Il primo frutteto sperimentale

Nel corso degli anni di studio e di sperimentazioni nel “laboratorio a cielo aperto”, così potremo definire il giardino sperimentale Indigena, sono state collaudate qualche decina di consociazioni tra piante e animali con lo scopo di ottenere una sinergia utile ad aumentare la produzione degli impianti biologici, abbassare i costi di manodopera e l’impatto ambientale.

Fino al 2008 il lavoro svolto riguardava piccole superfici di terreno e non era mai stato applicato su scala economicamente significativa per una azienda agricola.

Nel 2009, in seguito alla disponibilità di un privato interessato a sviluppare queste applicazioni, si è potuto testare per la prima volta uno di questi modelli di consociazione. La superficie resa disponibile, che si trova a Poggiana di Riese Pio X (TV), era di circa un ettaro;  gli obiettivi, oltre ai comuni pricipi di promozione dell’agricoltura naturale, erano anche quello di fornire occasione di lavoro ed integrazione sociale alle persone lì residenti, e quello di valorizzare e tutelare il loro contesto abitativo dal punto di vista ambientale e paesaggistico.

Aspetti colturali

L’impianto è costituito da una consociazione di tre tipi di fruttiferi: pesco in due antiche varietà, ottenute da seme recuperato da popolazioni locali, susino nelle tre specie -europeo, asiatico e cino-giapponese – rappresentato da una decina di comuni varietà tra antiche e moderne, con cinque piante per varietà, ed infine, melo in due piante per varietà, tra quelle recenti non più presenti sul mercato.

Le tre tipologie sono consociate tra loro, in modo che nei filari pari al melo si alterni il pesco, e nei filari dispari il susino.

MATERIALE DISPONIBILE
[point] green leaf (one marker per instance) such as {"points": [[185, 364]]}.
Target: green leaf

ELENCO DEI COMPITI
**a.** Secondo il testo sul frutteto sperimentale, in quale località si trova la superficie messa a disposizione nel 2009?
**b.** Le seguenti affermazioni concordano con il testo sul frutteto sperimentale? (i) Fino al 2008 il lavoro aveva riguardato soltanto piccole superfici di terreno. (ii) Il pesco è presente con cinque varietà moderne. (iii) Nei filari dispari al melo si alterna il pesco.
**c.** Prosegui il testo sul frutteto sperimentale dopo la sua ultima frase.

RISPOSTE ATTESE
**a.** A Poggiana di Riese Pio X (TV).

**b.**
(i) Sì: "Fino al 2008 il lavoro svolto riguardava piccole superfici di terreno".
(ii) No: "pesco in due antiche varietà, ottenute da seme recuperato da popolazioni locali".
(iii) No: "nei filari pari al melo si alterni il pesco, e nei filari dispari il susino".

**c.**
Come previsto dal modello consociativo, il pesco è entrato in produzione al terzo anno, e invecchiando verrà eliminato all’ottavo, il susino entrerà in produzione quest’anno, al quinto e verrà eliminato al sedicesimo, mentre il melo entrerà in produzione all’ottavo e si manterrà ben oltre la durata del contratto.

In questo modo possiamo impostare la coltura del frutteto in modo meno impattante e più sostenibile per il nostro futuro, mantenendo alti livelli di produttività grazie alla biodiversità impiegata: la continuità di produzione infatti viene garantita dalla precoce fruttificazione del pesco e a seguire del susino, finchè gradualmente prenderanno spazio definitivamente il melo e il pascolo di animali.

Per il controllo dell’erba e la valorizzazione degli scarti, infatti, saranno impiegate oche e capre fin dal sesto anno, cioè da quando i fusti dei fruttiferi, protetti da reti anti pascolo, saranno sufficientemente ingrossati da sostenere le spinte degli animali che tenteranno di piegarli per mangiarne le foglie.

Aspetti contrattuali

Il passaggio più delicato della questione fu l’elaborazione di un particolare contratto con il proprietario del terreno necessario a garantire le due parti. Da un lato si richiedeva la conduzione per trent’anni, senza cui questo tipo d impianti non avrebbero avuto senso, dall’altro si offriva il know-how, la partecipazione al progetto e agli utili che sarebbero derivati dalla vendita dei prodotti. Con il proprietario abbiamo sviluppato un piano finanziario e reso definitivo il progetto di un frutteto consociato, per meglio rispondere alla vocazione agraria dei suoli, al contesto naturale-ambientale ed infine alle inclinazioni e alle attitudini delle persone che si intendeva coinvolgere nei lavori agricoli.